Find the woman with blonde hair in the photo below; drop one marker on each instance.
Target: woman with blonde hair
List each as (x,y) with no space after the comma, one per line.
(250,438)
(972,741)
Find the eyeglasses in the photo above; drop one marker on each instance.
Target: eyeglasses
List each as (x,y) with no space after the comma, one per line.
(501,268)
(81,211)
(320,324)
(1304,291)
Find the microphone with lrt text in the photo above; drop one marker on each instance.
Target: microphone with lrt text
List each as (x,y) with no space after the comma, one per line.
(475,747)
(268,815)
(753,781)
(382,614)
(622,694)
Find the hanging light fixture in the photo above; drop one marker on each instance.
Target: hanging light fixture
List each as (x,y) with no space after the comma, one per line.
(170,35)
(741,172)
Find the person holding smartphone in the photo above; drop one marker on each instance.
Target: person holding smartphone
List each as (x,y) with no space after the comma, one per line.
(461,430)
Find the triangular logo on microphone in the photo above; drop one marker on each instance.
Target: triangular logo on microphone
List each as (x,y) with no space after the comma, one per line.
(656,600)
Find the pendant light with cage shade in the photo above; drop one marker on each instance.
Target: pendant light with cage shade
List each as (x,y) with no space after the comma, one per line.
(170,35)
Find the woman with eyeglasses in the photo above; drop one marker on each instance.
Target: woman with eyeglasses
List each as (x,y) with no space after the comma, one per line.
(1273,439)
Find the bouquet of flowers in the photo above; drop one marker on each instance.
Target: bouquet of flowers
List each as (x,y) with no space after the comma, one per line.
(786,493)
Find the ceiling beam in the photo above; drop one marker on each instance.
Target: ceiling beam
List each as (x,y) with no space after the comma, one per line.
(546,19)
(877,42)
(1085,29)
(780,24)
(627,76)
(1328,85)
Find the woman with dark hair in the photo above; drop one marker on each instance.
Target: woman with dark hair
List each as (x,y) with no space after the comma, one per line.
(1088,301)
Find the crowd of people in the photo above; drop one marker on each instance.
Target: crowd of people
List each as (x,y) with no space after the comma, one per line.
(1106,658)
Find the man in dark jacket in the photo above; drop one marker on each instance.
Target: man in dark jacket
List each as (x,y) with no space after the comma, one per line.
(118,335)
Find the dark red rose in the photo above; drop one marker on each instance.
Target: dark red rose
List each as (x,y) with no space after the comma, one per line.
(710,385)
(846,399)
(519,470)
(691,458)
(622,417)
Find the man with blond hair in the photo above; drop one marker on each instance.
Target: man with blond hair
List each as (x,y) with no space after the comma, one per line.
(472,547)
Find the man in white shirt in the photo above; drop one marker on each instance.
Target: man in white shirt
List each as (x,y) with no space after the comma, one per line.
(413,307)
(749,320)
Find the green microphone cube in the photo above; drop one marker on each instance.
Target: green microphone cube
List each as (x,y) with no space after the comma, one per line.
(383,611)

--- Task instructions ---
The whole listing should be copied verbatim.

--- Solution ---
Find the woman with blonde hair in the photo below; drop one marker on each instance.
Target: woman with blonde hair
List each as (x,y) with no space after the comma, one per line.
(250,438)
(972,741)
Find the eyeglasses in the photo above; drop one marker on each instance.
Target: eyeglasses
List each as (x,y) with no space after the comma, one per line.
(501,268)
(81,211)
(320,324)
(1304,291)
Find the microphone with lrt text in the photo above; drop one marker on each instance.
Target: microphone with lrt text
List each as (x,y) with no space after the comma, one per line.
(475,747)
(268,815)
(753,781)
(382,614)
(622,694)
Find the hanging light fixture in the photo above; drop one marker on each instance.
Target: hanging light fixture
List each as (x,y) with no space after the comma, one per line.
(170,35)
(741,172)
Find the person holding smartphone in the photo above; drop one marker on each instance.
Target: person holding smartphone
List each as (x,y) with no space after the comma, one per line.
(461,430)
Find the triangular logo on microphone in the photo above; drop one marker on each instance.
Target: triangular logo on microphone
List each as (x,y) with no space after the comma, one per line.
(656,600)
Find the pendant light with cage shade in the photo above; drop one marker on each instance.
Target: pendant light with cage shade
List each as (x,y) with no space after the comma, one per line.
(170,35)
Find the woman with eyeglasses in the photo above; drop one marker on each instance.
Target: woman with eyeglasses
List each as (x,y) with no space after the comma, one per line.
(1273,439)
Find the bouquet of flowers in the photo above; drop one marker on each instance.
Target: bouquet of flowers
List each as (x,y) with no space after the comma, one per line.
(786,493)
Find the ceiling beam in the photo above; drop one marker on each instance.
Target: ceiling beam
List each as (x,y) with no space after the comma, one per line.
(546,19)
(877,42)
(1085,29)
(780,24)
(627,76)
(1328,85)
Find the woman with dark hair in the photo above; drop one marker on each instance.
Target: woman with dark hair
List each as (x,y) with no space after the comma, one per line.
(1088,301)
Find the crowd of people in the photo above; drop one marker on each instance.
Target: crowd of people
List each as (x,y) with no space after the comma, one per line.
(1106,658)
Find the man in dark jacket in the photo above; drop one marker on each instance.
Target: man in dark jacket
List each as (x,y) with no space after the comma, one per line.
(118,335)
Find the dark red rose in the photo above; drop one marker on each instance.
Target: dark red rose
List each as (x,y) with no space after the comma, one per line.
(710,385)
(846,399)
(519,470)
(691,458)
(622,417)
Find the man with blond hair in the photo above; drop one marker on each instance.
Target: man with blond hair
List each as (x,y) with no space after the comma, one per line.
(472,547)
Find the man in white shirt in the photo above; drop one marker on each instance.
Target: man in white shirt
List each as (x,y) with no space after the comma, one per line.
(413,307)
(749,320)
Find the green microphone cube in the photo above; drop one marker on each instance.
Target: green microphone cube
List each as (x,y) with no space after the comma, one per line.
(383,611)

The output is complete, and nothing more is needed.